__GIVEN INSTRUCTION__.
Copy every line below word for word, but omit the picture.

__DATASET EXTRACT__.
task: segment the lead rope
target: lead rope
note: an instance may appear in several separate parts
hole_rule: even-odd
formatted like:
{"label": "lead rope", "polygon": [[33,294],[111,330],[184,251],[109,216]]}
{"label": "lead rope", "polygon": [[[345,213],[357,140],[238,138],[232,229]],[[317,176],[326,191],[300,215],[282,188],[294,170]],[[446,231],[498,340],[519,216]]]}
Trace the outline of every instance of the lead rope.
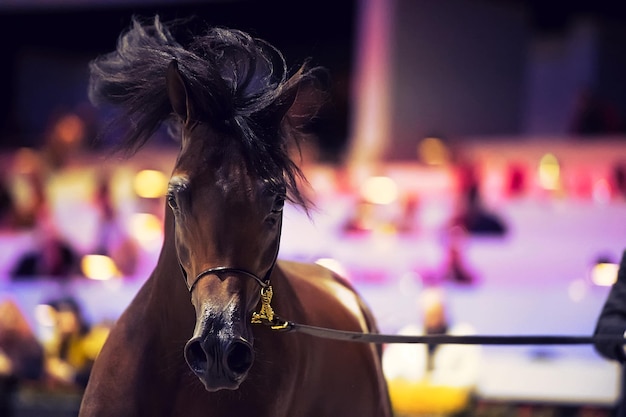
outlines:
{"label": "lead rope", "polygon": [[194,283],[191,285],[191,289],[198,281],[199,278],[209,272],[214,271],[236,271],[251,276],[257,281],[261,287],[261,307],[258,312],[253,312],[250,322],[252,324],[262,324],[268,326],[270,329],[278,332],[298,332],[308,334],[314,337],[342,340],[349,342],[360,343],[374,343],[374,344],[386,344],[386,343],[433,343],[433,344],[457,344],[457,345],[585,345],[594,344],[599,342],[604,343],[616,343],[626,344],[626,339],[623,336],[609,336],[609,335],[595,335],[595,336],[569,336],[569,335],[392,335],[392,334],[380,334],[380,333],[362,333],[352,332],[338,329],[329,329],[325,327],[310,326],[306,324],[295,323],[292,321],[284,320],[276,315],[272,308],[272,297],[274,296],[274,290],[270,284],[270,276],[276,261],[278,259],[278,252],[280,249],[280,235],[282,231],[282,215],[280,217],[279,232],[277,236],[276,253],[274,255],[274,261],[272,266],[265,274],[263,279],[260,279],[256,275],[236,269],[218,267],[212,268],[198,275]]}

__TASK ANSWER__.
task: segment the lead rope
target: lead rope
note: an instance may appear in several separate parts
hole_rule: even-odd
formatted like:
{"label": "lead rope", "polygon": [[33,294],[111,330],[184,251],[109,216]]}
{"label": "lead rope", "polygon": [[[345,213],[357,140],[238,138],[232,229]],[[317,176],[326,191],[300,215],[282,188],[294,170]],[[446,231],[498,340],[519,216]]]}
Trace the outline of every instance of the lead rope.
outlines:
{"label": "lead rope", "polygon": [[194,283],[191,285],[191,289],[198,281],[199,278],[209,272],[214,271],[236,271],[251,276],[257,281],[261,287],[261,307],[258,312],[253,312],[250,322],[252,324],[262,324],[268,326],[270,329],[278,332],[298,332],[308,334],[314,337],[342,340],[349,342],[360,343],[374,343],[374,344],[386,344],[386,343],[433,343],[433,344],[457,344],[457,345],[585,345],[594,344],[599,342],[604,343],[616,343],[626,344],[626,339],[623,336],[609,336],[609,335],[595,335],[595,336],[569,336],[569,335],[392,335],[392,334],[380,334],[380,333],[362,333],[352,332],[338,329],[329,329],[325,327],[310,326],[306,324],[295,323],[292,321],[284,320],[276,315],[272,308],[272,297],[274,296],[274,290],[270,284],[270,276],[276,261],[278,259],[278,252],[280,249],[280,235],[282,231],[282,215],[280,217],[279,232],[277,236],[276,253],[274,255],[274,261],[272,266],[265,274],[263,279],[260,279],[256,275],[236,269],[218,267],[212,268],[198,275]]}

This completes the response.